**What is asked:** Rewrite the lines from the one containing "batch is teal" through the one containing "[283,96,410,266]", switching "teal" to "yellow" and changing nothing else.

**Dataset extract:**

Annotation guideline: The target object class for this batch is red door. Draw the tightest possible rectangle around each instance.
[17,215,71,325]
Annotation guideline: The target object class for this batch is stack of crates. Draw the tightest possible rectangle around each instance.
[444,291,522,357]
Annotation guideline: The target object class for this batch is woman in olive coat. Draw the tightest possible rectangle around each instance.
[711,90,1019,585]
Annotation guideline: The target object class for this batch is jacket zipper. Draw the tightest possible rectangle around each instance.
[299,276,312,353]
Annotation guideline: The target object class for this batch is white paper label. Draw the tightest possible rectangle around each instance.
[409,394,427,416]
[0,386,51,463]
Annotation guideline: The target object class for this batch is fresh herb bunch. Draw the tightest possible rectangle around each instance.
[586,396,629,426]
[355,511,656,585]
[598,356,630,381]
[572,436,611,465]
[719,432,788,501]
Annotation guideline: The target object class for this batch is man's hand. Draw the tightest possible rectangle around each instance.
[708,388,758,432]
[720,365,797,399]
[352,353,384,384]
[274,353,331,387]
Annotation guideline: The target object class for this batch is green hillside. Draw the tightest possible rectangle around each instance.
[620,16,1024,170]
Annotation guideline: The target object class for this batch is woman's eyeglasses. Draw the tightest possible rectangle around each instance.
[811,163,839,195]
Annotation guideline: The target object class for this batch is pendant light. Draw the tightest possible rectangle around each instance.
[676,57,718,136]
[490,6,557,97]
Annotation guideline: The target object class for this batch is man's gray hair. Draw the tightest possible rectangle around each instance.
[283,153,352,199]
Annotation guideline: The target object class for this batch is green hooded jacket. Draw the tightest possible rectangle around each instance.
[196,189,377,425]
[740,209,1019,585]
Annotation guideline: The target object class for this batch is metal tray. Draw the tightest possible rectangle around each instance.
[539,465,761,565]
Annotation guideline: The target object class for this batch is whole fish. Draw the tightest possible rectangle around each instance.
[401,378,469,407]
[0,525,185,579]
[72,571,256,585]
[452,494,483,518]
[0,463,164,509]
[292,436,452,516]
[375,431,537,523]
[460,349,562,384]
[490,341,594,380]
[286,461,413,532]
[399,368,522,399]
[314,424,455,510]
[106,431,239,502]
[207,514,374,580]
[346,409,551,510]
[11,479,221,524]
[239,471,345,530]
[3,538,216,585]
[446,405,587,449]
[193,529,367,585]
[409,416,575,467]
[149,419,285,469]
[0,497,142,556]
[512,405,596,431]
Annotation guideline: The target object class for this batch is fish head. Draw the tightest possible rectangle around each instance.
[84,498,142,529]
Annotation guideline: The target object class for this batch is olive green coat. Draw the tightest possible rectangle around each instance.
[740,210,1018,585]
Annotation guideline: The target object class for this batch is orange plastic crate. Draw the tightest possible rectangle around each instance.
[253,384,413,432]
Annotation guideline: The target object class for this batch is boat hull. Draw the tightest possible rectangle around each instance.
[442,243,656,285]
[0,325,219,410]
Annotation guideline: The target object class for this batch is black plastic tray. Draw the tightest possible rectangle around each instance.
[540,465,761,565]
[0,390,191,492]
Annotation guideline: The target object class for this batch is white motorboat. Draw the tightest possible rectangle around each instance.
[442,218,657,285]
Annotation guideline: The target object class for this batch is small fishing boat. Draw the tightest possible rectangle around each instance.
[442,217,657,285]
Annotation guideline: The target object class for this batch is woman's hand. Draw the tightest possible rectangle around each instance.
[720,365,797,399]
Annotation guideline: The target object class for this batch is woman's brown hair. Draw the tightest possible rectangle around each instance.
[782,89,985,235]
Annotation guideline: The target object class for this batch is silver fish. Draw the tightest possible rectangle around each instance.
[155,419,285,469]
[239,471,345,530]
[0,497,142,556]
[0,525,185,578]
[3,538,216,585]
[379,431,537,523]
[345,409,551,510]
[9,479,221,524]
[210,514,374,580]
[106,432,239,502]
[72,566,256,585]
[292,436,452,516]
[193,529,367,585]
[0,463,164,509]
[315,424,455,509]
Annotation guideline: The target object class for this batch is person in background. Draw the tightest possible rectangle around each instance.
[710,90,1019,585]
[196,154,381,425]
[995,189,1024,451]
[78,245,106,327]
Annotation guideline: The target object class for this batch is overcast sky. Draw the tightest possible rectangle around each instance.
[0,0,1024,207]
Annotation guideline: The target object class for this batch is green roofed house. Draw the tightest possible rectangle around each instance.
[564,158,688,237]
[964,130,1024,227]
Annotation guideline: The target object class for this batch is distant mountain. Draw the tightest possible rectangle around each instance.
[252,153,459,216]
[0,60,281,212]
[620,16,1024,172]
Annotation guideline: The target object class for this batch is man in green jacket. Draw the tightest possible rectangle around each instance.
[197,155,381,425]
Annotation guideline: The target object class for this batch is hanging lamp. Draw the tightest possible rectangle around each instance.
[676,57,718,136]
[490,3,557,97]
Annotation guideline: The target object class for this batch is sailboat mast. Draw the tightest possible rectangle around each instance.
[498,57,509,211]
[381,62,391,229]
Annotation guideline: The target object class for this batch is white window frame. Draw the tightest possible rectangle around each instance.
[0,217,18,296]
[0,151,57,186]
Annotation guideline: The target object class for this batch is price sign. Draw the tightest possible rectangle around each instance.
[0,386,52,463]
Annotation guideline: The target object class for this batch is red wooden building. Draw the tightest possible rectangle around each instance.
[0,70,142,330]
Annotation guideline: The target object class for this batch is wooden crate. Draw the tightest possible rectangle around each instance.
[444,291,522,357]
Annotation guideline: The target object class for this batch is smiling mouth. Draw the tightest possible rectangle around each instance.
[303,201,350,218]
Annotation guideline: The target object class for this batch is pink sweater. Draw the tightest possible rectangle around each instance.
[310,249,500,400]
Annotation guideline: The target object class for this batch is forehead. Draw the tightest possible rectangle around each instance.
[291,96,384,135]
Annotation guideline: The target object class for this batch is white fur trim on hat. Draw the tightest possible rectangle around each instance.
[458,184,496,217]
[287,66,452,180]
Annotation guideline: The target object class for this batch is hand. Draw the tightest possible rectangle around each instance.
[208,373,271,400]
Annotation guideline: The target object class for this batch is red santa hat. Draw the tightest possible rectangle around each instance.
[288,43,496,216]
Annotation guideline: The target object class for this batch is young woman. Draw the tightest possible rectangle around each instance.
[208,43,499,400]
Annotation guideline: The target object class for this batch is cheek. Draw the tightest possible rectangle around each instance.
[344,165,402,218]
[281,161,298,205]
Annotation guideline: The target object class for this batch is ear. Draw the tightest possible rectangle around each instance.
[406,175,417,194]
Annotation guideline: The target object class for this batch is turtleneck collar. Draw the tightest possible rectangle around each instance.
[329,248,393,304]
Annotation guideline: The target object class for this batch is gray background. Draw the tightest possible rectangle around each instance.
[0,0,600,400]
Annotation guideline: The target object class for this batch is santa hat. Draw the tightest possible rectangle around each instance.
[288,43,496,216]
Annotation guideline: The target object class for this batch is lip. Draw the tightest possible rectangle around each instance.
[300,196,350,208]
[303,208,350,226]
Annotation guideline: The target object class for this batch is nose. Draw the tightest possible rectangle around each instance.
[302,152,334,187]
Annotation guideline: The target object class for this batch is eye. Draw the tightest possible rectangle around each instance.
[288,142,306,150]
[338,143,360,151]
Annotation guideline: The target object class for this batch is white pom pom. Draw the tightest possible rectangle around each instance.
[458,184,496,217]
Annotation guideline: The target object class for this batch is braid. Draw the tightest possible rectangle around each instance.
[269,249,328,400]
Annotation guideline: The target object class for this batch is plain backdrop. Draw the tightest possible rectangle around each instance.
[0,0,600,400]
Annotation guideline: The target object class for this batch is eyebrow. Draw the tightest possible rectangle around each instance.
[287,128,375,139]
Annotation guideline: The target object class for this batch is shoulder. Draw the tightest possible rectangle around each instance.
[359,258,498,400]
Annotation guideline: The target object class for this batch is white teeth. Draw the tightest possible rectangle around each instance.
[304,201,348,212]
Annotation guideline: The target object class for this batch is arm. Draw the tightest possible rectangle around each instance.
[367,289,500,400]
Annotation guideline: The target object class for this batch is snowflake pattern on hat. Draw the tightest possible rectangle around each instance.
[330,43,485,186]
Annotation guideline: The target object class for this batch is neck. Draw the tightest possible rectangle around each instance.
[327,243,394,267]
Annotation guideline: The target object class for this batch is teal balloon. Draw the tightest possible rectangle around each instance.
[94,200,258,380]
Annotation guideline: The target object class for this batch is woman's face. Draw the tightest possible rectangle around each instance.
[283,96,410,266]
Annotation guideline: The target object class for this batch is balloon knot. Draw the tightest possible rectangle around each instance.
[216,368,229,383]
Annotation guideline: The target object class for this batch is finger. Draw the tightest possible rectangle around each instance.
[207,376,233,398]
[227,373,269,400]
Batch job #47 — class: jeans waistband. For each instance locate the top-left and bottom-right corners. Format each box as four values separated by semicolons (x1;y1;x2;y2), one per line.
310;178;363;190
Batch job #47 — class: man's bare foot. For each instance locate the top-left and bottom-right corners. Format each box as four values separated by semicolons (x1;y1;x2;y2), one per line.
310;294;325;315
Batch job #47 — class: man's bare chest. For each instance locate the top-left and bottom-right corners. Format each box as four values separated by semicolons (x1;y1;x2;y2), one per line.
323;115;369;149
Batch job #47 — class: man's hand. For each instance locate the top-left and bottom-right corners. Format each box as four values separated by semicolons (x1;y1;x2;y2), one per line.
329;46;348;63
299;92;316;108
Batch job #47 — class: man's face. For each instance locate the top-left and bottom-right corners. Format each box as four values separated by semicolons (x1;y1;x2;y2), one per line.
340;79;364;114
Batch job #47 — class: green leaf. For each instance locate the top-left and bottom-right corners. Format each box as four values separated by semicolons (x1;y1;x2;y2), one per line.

**Solution for this exercise:**
Annotation guideline: The target object class for this batch is yellow balloon. Draw the tightest possible rectangle around each instance.
[94,200,258,380]
Annotation guideline: The target object class for this batch is woman's face. Draw the tightest possible rectangle around each instance.
[283,96,410,266]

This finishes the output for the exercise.